Begin DATA TO PROCESS

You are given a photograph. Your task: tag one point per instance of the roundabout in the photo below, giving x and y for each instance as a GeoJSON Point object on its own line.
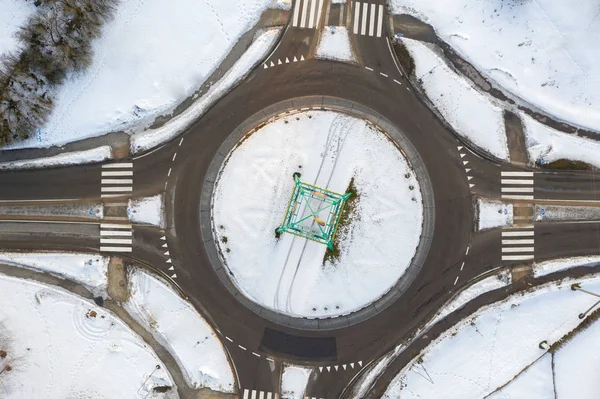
{"type": "Point", "coordinates": [335, 148]}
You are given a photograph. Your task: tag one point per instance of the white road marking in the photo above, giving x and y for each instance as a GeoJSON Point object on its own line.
{"type": "Point", "coordinates": [356, 16]}
{"type": "Point", "coordinates": [122, 165]}
{"type": "Point", "coordinates": [363, 28]}
{"type": "Point", "coordinates": [517, 174]}
{"type": "Point", "coordinates": [372, 20]}
{"type": "Point", "coordinates": [117, 173]}
{"type": "Point", "coordinates": [380, 21]}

End DATA TO PROCESS

* WHAT IS REQUIRED *
Render the material above as a Markdown table with two columns, Row and Line, giving each line a row number and skipping blank lines. Leave the pictures out of the table.

* RESULT OF THE TASK *
| Row | Line |
|---|---|
| 1 | You are given a photograph. Your task: tag one point per instance of the roundabout in the photo below, giving x and y for each instance as a GeoJSON Point object on its own line. |
| 2 | {"type": "Point", "coordinates": [335, 148]} |
| 3 | You are given a photograph. Your task: tag one point per instance of the white road marking in the photo above, giving x and y for each instance as a GeoJSON Point object on its own line. |
| 4 | {"type": "Point", "coordinates": [356, 16]} |
| 5 | {"type": "Point", "coordinates": [122, 165]} |
| 6 | {"type": "Point", "coordinates": [363, 28]} |
| 7 | {"type": "Point", "coordinates": [517, 174]} |
| 8 | {"type": "Point", "coordinates": [372, 20]} |
| 9 | {"type": "Point", "coordinates": [117, 173]} |
| 10 | {"type": "Point", "coordinates": [380, 21]} |